» REQUIRED WORK
Retype the tail of the data exactly, starting at the line containing "of the reflection" and stopping at the last line.

(Stored data)
---+---
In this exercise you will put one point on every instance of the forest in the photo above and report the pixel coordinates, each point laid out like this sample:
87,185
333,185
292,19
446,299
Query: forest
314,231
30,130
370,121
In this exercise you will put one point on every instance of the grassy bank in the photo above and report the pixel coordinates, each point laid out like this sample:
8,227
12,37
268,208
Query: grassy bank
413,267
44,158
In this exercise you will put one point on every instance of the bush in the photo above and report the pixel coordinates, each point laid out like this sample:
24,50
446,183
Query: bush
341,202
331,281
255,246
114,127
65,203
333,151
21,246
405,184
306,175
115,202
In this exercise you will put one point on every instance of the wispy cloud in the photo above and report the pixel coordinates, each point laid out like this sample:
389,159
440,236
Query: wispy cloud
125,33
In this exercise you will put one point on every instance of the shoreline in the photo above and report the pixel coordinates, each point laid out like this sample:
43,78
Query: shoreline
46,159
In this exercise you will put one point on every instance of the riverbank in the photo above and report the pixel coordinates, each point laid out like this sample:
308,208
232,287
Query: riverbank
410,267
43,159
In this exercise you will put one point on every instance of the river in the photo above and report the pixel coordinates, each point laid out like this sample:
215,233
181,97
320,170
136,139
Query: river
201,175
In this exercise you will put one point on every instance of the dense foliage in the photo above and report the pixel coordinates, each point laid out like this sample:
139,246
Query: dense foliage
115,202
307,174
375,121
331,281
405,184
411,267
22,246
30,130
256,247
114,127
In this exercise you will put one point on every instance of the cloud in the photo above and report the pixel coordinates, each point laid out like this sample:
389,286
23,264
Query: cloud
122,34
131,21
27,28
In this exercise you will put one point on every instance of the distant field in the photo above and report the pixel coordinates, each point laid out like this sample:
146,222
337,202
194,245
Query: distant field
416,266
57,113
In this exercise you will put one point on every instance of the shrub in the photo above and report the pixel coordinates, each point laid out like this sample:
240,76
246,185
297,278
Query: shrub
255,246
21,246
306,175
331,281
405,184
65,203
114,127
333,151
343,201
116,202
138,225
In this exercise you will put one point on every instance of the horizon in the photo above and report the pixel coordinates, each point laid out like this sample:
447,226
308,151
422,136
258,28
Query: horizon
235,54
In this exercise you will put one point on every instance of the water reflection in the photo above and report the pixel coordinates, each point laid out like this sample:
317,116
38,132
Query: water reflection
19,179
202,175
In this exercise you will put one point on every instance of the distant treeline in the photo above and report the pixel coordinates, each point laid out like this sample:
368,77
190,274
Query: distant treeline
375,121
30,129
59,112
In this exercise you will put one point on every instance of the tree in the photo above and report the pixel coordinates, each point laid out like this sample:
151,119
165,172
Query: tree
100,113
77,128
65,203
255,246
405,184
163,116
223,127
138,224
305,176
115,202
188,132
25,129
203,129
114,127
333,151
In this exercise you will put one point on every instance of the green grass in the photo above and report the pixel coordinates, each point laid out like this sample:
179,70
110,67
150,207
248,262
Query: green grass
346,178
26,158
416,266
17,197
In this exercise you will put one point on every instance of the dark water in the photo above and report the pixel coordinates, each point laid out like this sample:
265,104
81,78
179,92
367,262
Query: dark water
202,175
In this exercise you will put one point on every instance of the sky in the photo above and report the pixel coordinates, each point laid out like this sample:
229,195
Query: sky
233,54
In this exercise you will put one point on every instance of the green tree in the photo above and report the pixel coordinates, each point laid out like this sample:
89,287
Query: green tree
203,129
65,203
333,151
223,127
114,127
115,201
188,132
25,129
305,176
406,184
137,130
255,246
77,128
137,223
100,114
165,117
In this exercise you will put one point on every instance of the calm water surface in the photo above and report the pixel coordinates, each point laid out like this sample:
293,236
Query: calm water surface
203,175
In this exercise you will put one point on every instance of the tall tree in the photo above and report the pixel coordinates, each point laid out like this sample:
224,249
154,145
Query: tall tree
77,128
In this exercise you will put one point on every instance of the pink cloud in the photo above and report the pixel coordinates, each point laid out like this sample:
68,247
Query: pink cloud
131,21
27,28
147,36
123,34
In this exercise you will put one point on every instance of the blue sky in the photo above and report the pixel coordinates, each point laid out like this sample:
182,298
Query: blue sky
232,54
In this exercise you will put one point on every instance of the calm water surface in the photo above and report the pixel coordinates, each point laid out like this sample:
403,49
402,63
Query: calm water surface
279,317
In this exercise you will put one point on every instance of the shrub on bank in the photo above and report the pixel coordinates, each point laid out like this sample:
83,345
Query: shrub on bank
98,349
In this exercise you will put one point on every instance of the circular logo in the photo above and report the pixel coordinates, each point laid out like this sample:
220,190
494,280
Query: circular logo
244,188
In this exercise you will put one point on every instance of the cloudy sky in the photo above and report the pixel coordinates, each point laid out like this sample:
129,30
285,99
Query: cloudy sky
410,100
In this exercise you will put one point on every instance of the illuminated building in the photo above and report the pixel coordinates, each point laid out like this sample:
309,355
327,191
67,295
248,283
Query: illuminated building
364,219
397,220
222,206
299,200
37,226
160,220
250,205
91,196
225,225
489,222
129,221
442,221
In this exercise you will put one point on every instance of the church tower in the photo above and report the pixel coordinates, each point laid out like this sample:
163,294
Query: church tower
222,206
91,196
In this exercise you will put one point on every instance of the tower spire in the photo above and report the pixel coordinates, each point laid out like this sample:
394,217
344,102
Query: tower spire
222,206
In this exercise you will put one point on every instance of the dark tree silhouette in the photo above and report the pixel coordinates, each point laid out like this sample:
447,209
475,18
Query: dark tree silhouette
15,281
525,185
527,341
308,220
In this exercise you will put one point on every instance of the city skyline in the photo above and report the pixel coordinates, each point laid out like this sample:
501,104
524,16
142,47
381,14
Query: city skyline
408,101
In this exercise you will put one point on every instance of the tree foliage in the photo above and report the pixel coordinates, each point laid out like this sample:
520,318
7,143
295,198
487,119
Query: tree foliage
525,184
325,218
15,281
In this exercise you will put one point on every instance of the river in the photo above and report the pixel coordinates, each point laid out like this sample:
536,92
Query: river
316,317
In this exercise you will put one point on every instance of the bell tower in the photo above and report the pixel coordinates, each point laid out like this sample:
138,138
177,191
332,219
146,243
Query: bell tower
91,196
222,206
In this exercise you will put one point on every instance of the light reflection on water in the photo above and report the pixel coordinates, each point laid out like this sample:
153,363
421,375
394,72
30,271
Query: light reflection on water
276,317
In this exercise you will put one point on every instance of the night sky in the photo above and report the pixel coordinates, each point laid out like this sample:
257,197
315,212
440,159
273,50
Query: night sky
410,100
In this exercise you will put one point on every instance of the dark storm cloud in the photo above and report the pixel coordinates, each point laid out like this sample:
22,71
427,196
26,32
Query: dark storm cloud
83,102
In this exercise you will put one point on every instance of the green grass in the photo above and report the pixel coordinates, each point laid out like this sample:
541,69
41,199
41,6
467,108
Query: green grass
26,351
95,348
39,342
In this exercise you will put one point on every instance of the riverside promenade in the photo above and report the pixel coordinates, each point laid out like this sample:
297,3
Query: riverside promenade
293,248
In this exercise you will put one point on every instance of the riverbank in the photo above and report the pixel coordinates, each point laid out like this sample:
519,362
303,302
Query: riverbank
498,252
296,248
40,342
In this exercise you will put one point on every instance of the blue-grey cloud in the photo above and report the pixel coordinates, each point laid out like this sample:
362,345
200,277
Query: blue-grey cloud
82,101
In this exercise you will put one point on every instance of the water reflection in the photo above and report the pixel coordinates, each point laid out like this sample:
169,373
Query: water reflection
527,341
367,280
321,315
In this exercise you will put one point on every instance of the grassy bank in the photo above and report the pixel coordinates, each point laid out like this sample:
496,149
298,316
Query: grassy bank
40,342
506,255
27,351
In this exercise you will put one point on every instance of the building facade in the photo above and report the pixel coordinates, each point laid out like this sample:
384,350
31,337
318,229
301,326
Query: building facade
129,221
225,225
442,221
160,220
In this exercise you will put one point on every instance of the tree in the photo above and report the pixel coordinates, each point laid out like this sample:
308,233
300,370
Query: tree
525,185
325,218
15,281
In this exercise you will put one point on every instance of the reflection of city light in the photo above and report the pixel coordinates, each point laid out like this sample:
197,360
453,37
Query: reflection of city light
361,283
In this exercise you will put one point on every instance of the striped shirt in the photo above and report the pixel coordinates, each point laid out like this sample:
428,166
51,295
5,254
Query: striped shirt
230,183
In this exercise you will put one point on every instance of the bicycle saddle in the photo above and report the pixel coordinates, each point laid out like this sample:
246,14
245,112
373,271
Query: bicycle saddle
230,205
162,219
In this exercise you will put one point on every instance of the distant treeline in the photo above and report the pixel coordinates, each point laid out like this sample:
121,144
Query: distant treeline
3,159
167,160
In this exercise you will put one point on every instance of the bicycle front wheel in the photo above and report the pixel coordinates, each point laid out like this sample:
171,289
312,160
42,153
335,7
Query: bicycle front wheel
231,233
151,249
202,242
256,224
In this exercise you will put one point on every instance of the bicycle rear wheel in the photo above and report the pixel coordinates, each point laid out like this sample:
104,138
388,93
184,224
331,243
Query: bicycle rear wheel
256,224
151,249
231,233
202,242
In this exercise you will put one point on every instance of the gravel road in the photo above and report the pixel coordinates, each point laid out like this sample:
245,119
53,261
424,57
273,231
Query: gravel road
---+---
» OUTPUT BELOW
In this exercise you will put one point on every instance of the reflection of city light in the photo above and report the pixel coordinates, each point laid out like this sample:
197,360
453,37
Query: reflection of city light
361,283
In this exercise you will put one point on every instance of the striped shirt in the photo above and report the pixel coordinates, each point laid out like this sample:
428,166
51,295
5,254
Query: striped shirt
230,183
In this exercise you will put one point on every instance of the bicycle saddle in the photo above and report the pixel coordinates, each point laid out like this sample:
246,14
245,112
373,271
Query: bicycle saddle
230,205
162,219
In this exercise you will put one point on every instance of the distant treeline in the photo above and report the pixel coordinates, each point laid out like this sample:
121,144
Query: distant treeline
3,159
167,160
In this exercise you will put one point on every instance of the bicycle front wheel in the photo above and report the pixel coordinates, each point laid out like this sample:
171,289
312,160
42,153
335,7
Query: bicycle front wheel
231,233
151,249
202,242
256,224
In this exercise you will put one point on every instance of the bicycle rear wheel in the photo above and report the pixel coordinates, each point laid out like this sample:
104,138
388,93
184,224
331,243
Query: bicycle rear wheel
256,224
151,249
231,233
202,242
In this exercise you will put one point on every instance of the gravel road in the photo above and report the pixel coordinates, each point laid out like this sample:
245,119
53,261
424,57
273,231
Query: gravel road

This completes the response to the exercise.